Required task. Identify each line in the entries below that contains the word "painted", and copy those lines.

Record extracts.
_ _ _ _ _ _ _

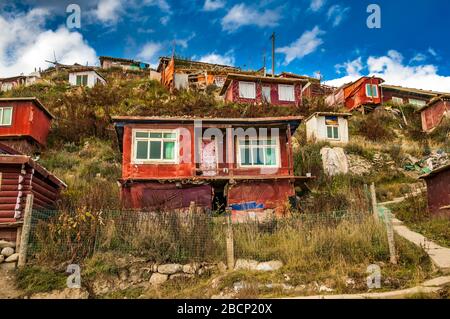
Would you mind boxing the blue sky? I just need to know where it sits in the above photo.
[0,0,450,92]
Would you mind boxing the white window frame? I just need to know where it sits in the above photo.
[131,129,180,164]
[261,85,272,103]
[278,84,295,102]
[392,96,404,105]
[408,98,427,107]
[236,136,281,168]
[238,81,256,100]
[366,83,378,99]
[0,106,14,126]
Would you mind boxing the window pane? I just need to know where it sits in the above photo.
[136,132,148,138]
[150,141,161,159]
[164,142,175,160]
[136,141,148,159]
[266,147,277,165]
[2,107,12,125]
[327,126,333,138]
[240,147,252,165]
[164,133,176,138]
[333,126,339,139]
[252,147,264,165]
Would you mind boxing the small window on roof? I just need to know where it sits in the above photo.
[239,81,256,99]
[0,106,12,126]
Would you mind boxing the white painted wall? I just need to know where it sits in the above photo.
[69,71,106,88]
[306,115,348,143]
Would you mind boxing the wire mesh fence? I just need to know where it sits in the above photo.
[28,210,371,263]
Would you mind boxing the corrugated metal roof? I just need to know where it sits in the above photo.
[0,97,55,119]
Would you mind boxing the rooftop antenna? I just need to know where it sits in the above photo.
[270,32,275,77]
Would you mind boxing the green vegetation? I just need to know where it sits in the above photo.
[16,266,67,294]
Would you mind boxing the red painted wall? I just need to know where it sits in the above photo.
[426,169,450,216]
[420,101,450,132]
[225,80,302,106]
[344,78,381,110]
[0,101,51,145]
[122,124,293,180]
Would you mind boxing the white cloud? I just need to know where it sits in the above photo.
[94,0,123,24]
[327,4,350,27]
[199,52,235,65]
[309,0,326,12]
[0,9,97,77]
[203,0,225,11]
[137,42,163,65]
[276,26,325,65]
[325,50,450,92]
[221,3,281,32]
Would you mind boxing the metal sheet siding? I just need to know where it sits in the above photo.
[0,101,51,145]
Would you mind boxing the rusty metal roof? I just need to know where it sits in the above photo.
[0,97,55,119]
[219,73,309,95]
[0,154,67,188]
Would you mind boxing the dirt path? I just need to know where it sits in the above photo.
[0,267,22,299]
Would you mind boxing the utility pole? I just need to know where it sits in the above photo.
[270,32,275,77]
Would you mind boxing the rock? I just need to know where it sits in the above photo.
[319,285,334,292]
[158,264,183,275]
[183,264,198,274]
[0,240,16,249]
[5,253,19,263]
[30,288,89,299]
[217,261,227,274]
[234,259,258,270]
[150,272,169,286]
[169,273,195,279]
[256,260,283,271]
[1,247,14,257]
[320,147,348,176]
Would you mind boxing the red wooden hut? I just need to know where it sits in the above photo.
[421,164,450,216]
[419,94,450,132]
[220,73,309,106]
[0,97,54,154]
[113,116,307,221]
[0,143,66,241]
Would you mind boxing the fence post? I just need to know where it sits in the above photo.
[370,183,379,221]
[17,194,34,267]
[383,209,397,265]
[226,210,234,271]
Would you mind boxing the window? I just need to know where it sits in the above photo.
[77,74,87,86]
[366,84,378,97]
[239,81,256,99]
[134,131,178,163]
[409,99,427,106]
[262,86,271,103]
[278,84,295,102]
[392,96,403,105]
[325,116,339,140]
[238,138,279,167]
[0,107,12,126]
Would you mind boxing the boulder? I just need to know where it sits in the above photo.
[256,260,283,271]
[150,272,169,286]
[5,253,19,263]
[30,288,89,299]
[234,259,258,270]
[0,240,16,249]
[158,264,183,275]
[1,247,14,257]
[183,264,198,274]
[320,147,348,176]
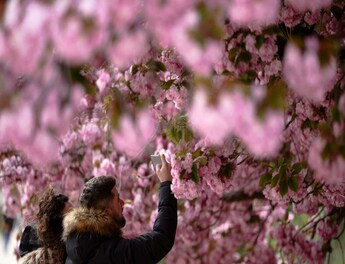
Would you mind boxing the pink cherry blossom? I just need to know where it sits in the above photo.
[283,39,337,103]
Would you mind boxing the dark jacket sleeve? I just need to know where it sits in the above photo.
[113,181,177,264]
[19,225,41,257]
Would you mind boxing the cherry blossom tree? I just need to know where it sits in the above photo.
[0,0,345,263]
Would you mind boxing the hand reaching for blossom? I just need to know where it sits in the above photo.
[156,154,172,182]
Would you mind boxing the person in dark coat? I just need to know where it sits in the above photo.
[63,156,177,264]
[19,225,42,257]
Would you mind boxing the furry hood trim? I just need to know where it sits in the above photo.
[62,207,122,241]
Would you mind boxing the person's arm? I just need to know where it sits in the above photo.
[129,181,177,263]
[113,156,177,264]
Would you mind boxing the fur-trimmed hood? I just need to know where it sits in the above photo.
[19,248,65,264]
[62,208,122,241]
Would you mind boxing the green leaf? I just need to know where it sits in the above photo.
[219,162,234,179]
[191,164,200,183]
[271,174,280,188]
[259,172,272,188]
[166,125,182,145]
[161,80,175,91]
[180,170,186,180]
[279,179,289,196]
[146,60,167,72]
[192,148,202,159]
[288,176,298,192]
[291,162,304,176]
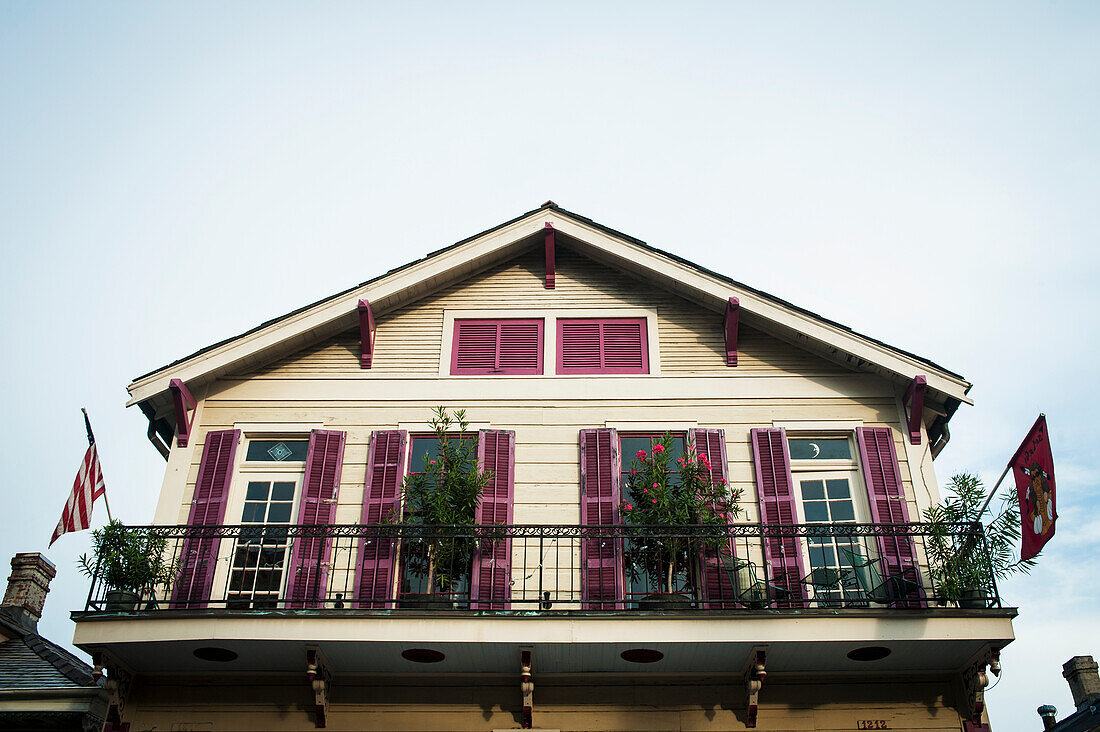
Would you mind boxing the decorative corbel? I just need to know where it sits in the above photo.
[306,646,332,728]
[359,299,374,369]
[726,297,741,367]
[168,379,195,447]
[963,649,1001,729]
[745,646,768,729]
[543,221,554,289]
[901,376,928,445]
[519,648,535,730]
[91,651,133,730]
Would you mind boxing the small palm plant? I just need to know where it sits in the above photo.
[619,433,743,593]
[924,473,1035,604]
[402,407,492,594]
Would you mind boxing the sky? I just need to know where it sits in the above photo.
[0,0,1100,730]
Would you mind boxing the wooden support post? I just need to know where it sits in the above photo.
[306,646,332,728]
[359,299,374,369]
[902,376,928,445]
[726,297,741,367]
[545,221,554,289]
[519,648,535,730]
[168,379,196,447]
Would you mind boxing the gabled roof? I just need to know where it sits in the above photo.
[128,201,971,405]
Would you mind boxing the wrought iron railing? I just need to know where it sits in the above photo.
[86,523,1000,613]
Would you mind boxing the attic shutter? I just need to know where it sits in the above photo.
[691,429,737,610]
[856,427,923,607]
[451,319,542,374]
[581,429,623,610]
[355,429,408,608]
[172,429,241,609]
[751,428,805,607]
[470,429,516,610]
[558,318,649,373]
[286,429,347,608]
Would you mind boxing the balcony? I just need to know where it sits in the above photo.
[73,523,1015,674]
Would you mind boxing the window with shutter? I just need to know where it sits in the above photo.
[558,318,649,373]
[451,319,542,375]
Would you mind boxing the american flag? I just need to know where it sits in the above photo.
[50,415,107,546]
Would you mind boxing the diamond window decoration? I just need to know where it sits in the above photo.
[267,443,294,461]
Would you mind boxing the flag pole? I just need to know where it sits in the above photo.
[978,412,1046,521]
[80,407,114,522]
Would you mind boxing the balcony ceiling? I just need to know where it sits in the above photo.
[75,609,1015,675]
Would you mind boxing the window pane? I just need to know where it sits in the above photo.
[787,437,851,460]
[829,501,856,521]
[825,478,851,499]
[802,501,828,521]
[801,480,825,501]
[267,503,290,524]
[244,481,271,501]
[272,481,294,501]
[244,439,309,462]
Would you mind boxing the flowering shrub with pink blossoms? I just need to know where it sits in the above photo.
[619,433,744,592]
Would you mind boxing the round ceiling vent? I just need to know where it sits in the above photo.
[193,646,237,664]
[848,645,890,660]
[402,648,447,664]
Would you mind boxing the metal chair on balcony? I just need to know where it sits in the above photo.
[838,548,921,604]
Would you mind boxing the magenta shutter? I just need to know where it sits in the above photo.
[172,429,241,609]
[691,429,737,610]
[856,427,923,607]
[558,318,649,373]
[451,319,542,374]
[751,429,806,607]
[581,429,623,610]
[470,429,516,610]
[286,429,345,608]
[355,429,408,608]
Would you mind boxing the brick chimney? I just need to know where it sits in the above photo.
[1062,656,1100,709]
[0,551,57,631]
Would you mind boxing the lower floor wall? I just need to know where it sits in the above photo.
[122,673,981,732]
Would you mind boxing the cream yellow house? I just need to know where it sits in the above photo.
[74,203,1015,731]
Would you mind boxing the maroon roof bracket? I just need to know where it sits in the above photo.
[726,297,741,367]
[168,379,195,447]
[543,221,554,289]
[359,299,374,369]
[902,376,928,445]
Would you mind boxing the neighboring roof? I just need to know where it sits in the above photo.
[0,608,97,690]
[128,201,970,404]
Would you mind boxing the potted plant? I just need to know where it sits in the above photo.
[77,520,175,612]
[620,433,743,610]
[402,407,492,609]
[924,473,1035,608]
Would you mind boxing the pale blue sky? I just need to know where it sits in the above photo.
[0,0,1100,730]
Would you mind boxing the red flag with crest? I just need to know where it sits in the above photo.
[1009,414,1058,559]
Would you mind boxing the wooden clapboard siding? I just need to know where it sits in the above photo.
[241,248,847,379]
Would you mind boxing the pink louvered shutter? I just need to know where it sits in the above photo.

_ _ _ _ _ _ _

Result for this task.
Would you mind boxing the white painted wall? I just need to know where it sits in the above photo.
Would you mind boxing the red painted wall? I just need to know where it sits in the above photo.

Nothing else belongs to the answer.